→ Dataset rows:
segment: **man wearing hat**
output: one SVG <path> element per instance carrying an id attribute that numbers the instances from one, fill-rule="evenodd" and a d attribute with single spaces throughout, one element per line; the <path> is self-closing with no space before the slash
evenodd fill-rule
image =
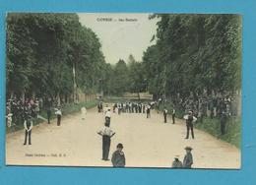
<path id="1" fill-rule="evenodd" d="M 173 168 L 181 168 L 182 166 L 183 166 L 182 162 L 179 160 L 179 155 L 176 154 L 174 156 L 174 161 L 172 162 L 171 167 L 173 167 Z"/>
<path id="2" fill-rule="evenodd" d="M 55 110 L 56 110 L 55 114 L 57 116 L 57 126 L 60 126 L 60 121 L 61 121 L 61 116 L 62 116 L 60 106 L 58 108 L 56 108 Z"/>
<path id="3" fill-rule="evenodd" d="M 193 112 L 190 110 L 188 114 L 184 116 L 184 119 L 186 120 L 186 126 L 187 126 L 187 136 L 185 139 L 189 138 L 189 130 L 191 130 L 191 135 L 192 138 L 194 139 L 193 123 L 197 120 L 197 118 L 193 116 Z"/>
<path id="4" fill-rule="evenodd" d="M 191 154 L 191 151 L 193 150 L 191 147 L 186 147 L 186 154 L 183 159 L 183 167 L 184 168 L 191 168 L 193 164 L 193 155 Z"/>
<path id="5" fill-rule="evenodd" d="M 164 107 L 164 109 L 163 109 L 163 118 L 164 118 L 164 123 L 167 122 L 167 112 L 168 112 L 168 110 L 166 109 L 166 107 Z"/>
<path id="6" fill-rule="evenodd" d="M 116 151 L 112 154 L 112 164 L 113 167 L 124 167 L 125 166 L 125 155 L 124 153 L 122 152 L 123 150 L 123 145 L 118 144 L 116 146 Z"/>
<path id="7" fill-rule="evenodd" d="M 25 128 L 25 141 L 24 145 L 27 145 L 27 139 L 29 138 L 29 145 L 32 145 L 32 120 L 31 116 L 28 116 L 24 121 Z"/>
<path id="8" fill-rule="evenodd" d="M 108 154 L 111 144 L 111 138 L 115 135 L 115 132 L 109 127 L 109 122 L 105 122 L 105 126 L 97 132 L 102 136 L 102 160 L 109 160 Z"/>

→ Problem:
Reproduce the material above word for word, omitting the picture.

→ Problem solution:
segment: **man wearing hat**
output: one SVG <path> element per instance carrying an id attribute that numbers the instances from one, fill-rule="evenodd" and a d attribute with single spaces throughout, one element per line; the <path> is self-closing with no space before the slash
evenodd fill-rule
image =
<path id="1" fill-rule="evenodd" d="M 173 168 L 181 168 L 182 166 L 183 166 L 182 162 L 179 160 L 179 155 L 176 154 L 174 156 L 174 161 L 172 162 L 171 167 L 173 167 Z"/>
<path id="2" fill-rule="evenodd" d="M 55 110 L 56 110 L 55 114 L 57 116 L 57 126 L 60 126 L 60 121 L 61 121 L 61 116 L 62 116 L 60 106 L 58 108 L 56 108 Z"/>
<path id="3" fill-rule="evenodd" d="M 193 112 L 190 110 L 188 114 L 184 116 L 184 119 L 186 120 L 186 126 L 187 126 L 187 136 L 185 139 L 189 138 L 189 130 L 191 130 L 191 135 L 192 138 L 194 139 L 193 123 L 197 120 L 197 118 L 193 116 Z"/>
<path id="4" fill-rule="evenodd" d="M 191 154 L 191 151 L 193 150 L 191 147 L 186 147 L 186 154 L 183 159 L 183 167 L 184 168 L 191 168 L 193 164 L 193 155 Z"/>
<path id="5" fill-rule="evenodd" d="M 164 107 L 164 109 L 163 109 L 163 118 L 164 118 L 164 123 L 167 122 L 167 112 L 168 112 L 168 110 L 166 109 L 166 107 Z"/>
<path id="6" fill-rule="evenodd" d="M 116 151 L 112 154 L 112 164 L 113 167 L 124 167 L 125 166 L 125 155 L 124 153 L 122 152 L 123 150 L 123 145 L 118 144 L 116 146 Z"/>
<path id="7" fill-rule="evenodd" d="M 25 128 L 25 141 L 24 145 L 27 145 L 27 139 L 29 138 L 29 145 L 32 145 L 32 120 L 31 116 L 28 116 L 24 121 Z"/>
<path id="8" fill-rule="evenodd" d="M 108 154 L 111 144 L 111 138 L 115 135 L 115 132 L 109 127 L 109 122 L 105 122 L 105 126 L 97 132 L 102 136 L 102 160 L 109 160 Z"/>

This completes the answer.